*COSA FARE*.
Nel testo sulle beate compaiono alcune persone indicate per nome. Elencale tutte.

─── TESTO FORNITO

Simili obiettivi rappresentano un pericolo tanto più
manifesto in quanto perseguiti da membri della Chiesa. Essi
sono indizio di aspirazioni a una vita religiosa svincolata
dall’autorità dell’istituzione, definita dall’Inquisizione eresia
illuminista.
Non tutte le beate sono legate in questo modo alla Chiesa.
L’ilusa Juana Bautista, molto attaccata al suo stato di beata-
damigella, è legata a Dio dalla sua sola volontà; ma lo è tanto
per il suo modo di vivere quanto per il suo stato. Juana
Bautista vive en la compañía di Luís Gomez e di sua moglie,
rispettivamente di 50 e di 60 anni; e ugualmente in sodalizio
con Michaella Tribiño, vedova di 60 anni e terziaria
francescana. Frequenta assiduamente due beate di 60 anni
che convivono e sono cugine.
Tutte le beate che testimoniano nella sua causa sono
donne anziane, sole e povere, quindi disponibili per pregare,
frequentare le chiese, dove fanno conoscenza, e aiutare i
malati poveri come fa la nostra devota. Preghiera,
assistenza, frequenza assidua delle chiese, la loro devozione
è quantitativamente più palese di quella dei comuni mortali.

──────
─── VOCI FORNITE

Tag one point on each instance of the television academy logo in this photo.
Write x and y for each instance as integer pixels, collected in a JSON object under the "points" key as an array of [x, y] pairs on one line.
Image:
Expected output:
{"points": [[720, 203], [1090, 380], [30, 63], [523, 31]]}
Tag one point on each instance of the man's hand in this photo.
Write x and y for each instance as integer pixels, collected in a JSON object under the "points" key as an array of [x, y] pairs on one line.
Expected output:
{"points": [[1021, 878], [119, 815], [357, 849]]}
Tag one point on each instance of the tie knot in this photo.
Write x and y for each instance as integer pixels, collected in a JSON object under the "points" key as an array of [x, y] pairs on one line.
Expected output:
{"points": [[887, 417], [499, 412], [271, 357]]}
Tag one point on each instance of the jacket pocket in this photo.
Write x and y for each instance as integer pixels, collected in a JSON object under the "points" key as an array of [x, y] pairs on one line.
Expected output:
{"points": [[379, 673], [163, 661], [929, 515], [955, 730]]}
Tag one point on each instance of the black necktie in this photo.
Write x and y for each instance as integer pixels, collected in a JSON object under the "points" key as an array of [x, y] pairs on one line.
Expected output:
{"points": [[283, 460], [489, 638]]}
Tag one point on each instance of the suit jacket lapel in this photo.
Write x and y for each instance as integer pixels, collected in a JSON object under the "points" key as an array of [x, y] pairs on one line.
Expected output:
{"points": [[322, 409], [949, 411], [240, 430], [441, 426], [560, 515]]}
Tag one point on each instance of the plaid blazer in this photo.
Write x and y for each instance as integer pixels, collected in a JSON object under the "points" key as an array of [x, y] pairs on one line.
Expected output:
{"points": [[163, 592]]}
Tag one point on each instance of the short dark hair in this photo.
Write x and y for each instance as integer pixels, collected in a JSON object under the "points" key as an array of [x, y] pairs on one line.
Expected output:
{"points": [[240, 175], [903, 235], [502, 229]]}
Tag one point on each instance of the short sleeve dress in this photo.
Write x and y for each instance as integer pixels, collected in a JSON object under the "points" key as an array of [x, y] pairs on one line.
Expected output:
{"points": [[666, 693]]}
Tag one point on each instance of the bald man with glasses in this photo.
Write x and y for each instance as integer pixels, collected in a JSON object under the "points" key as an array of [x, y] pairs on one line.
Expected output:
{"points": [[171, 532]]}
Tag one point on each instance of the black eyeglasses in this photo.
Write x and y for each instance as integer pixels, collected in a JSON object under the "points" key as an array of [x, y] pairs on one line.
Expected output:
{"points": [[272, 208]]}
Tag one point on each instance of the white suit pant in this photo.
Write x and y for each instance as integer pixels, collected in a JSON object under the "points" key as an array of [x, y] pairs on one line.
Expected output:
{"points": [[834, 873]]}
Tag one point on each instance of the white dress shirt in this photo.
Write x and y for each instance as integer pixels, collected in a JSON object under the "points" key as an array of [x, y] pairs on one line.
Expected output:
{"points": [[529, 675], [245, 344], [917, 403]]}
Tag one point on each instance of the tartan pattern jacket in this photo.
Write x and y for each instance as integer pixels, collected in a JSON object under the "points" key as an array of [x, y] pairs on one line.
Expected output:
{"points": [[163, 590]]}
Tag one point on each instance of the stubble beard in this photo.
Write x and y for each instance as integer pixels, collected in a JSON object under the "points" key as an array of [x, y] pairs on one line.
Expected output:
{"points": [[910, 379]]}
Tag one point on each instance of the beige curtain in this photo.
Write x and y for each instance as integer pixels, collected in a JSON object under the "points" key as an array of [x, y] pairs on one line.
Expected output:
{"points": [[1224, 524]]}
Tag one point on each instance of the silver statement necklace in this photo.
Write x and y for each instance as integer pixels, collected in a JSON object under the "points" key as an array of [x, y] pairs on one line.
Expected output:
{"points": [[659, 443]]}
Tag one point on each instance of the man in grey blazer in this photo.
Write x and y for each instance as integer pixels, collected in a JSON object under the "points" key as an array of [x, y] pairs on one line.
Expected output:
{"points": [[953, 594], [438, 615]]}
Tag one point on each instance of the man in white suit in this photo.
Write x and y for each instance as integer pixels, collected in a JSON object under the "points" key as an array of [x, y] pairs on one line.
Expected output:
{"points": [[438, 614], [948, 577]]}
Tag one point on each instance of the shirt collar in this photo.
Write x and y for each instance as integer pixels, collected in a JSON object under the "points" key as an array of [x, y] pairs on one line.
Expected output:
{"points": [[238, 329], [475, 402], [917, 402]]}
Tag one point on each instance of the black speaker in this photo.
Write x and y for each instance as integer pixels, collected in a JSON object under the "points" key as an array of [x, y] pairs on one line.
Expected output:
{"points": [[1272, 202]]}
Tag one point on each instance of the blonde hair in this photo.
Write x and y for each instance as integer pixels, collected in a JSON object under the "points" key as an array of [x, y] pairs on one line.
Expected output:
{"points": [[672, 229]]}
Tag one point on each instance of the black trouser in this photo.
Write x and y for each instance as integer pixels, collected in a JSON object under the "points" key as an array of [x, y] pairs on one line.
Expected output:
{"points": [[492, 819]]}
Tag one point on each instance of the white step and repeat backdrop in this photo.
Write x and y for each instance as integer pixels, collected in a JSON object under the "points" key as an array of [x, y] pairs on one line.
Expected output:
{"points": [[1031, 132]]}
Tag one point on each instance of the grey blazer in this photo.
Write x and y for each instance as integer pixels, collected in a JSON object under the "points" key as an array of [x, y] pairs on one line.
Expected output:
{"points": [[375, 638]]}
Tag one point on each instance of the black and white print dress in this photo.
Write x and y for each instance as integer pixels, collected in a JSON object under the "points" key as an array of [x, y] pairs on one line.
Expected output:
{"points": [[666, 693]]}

──────

*SOLUZIONE SCRITTA*.
Juana Bautista, Luís Gomez, Michaella Tribiño